▶ _PROBLEM DESCRIPTION_:
Which lines in the rows below contain the string "headscarf"? Pull out each of them, counting uppercase and lowercase letters as different.

Rows from a data source:
####################

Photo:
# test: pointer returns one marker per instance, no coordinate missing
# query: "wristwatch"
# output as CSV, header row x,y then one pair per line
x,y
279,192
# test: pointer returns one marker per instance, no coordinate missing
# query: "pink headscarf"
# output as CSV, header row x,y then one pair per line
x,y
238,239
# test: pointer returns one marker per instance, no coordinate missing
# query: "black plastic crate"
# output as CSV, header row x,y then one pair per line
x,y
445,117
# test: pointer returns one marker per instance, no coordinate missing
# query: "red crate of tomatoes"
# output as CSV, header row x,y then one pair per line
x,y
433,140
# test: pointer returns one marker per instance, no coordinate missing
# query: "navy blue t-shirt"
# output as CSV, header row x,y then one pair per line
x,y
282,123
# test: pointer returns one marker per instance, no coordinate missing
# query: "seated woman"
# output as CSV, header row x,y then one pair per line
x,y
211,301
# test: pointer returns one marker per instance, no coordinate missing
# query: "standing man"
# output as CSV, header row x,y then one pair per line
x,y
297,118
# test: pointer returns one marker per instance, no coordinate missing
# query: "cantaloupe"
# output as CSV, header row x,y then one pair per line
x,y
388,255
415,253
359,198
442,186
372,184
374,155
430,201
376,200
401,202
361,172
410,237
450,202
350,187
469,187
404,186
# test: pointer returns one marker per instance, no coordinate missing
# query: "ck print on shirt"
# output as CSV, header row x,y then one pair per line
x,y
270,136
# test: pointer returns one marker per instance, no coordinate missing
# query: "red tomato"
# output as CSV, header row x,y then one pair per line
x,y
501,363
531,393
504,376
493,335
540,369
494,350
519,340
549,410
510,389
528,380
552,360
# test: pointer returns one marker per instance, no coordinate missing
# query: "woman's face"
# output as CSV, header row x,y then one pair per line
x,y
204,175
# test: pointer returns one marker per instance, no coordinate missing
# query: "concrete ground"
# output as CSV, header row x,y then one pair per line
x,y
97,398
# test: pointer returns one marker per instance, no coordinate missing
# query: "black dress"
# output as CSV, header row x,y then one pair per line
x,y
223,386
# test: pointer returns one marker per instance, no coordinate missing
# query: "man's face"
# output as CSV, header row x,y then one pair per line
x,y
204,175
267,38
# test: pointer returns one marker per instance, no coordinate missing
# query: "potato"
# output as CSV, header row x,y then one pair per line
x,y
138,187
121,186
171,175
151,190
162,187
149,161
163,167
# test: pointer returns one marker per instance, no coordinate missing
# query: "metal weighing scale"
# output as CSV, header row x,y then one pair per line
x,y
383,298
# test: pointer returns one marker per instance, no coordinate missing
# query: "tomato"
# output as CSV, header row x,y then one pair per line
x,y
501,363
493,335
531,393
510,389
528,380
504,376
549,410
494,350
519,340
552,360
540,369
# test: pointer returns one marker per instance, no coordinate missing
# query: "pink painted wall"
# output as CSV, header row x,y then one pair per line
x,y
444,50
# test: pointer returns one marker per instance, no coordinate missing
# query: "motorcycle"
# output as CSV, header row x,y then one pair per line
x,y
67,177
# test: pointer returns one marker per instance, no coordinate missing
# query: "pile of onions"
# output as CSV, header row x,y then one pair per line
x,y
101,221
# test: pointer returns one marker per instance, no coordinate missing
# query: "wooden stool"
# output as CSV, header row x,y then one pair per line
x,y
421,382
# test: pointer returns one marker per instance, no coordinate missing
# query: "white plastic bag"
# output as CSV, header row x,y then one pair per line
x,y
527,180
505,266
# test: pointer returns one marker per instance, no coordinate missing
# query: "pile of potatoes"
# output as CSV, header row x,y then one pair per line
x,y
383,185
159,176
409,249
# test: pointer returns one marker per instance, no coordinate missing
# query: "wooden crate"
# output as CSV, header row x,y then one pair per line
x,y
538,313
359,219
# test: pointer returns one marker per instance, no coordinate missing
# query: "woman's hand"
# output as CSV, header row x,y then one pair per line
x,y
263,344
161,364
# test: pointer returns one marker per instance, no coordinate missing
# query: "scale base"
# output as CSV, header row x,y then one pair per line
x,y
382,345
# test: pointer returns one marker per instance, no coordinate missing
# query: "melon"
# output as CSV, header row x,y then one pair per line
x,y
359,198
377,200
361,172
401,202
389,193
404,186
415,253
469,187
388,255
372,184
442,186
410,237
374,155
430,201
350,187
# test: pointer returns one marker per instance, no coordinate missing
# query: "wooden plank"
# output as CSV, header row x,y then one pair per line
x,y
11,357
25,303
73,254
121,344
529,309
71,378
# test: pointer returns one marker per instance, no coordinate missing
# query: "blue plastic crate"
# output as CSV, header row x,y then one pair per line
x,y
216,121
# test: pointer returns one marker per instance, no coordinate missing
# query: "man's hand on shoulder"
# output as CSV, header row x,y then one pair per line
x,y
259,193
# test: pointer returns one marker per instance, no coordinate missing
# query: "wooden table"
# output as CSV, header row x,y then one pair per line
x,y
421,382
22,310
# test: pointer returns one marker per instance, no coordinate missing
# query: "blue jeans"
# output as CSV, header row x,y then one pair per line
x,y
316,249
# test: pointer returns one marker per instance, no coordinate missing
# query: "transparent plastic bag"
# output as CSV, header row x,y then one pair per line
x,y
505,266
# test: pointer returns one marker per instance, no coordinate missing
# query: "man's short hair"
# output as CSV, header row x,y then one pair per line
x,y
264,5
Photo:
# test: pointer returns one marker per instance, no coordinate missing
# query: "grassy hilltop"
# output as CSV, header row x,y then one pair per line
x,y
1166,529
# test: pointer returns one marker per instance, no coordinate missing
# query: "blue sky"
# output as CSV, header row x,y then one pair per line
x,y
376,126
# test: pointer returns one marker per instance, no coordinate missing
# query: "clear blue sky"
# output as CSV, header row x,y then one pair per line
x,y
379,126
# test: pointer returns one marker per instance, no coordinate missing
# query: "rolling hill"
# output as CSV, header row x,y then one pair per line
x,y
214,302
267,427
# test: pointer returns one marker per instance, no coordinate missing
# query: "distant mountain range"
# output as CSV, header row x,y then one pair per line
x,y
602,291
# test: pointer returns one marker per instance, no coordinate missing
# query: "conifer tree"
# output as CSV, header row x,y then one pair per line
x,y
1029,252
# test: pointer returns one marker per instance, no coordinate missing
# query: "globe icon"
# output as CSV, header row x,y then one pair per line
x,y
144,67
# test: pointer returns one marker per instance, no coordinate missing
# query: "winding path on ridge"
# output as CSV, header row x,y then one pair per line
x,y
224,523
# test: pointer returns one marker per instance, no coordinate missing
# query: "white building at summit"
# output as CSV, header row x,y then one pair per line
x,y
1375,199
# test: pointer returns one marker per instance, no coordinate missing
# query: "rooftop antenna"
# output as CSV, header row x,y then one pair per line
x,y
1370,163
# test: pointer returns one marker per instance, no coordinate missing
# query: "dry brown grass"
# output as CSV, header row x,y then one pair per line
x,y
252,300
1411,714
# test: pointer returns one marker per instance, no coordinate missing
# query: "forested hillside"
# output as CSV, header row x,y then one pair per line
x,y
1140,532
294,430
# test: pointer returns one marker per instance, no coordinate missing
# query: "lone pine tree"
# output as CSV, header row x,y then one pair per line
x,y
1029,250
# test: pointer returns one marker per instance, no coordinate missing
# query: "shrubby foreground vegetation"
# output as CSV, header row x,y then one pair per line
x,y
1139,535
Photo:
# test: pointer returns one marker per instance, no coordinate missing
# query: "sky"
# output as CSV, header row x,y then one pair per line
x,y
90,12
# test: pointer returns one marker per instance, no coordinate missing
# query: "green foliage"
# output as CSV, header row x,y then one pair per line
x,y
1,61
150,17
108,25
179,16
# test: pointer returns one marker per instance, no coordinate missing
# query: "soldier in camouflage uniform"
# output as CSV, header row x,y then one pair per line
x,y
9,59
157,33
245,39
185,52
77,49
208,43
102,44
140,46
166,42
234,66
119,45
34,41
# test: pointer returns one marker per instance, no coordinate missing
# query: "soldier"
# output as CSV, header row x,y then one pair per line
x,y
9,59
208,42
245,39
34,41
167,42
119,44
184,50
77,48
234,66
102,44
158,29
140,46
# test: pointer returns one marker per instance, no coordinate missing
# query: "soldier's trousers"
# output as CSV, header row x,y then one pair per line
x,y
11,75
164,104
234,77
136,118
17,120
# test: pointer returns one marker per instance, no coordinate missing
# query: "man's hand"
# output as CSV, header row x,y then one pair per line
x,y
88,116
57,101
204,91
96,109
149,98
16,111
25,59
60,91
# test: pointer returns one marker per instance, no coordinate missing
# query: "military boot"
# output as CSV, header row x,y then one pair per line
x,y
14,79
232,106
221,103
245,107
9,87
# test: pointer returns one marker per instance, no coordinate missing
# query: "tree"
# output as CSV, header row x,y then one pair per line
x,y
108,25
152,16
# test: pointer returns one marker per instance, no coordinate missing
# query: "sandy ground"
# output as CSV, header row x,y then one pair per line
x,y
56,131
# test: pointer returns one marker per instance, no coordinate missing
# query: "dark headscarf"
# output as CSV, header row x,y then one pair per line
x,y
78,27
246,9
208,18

####################

▶ _TASK SOLUTION_:
# query: "pink headscarf"
# query: "dark headscarf"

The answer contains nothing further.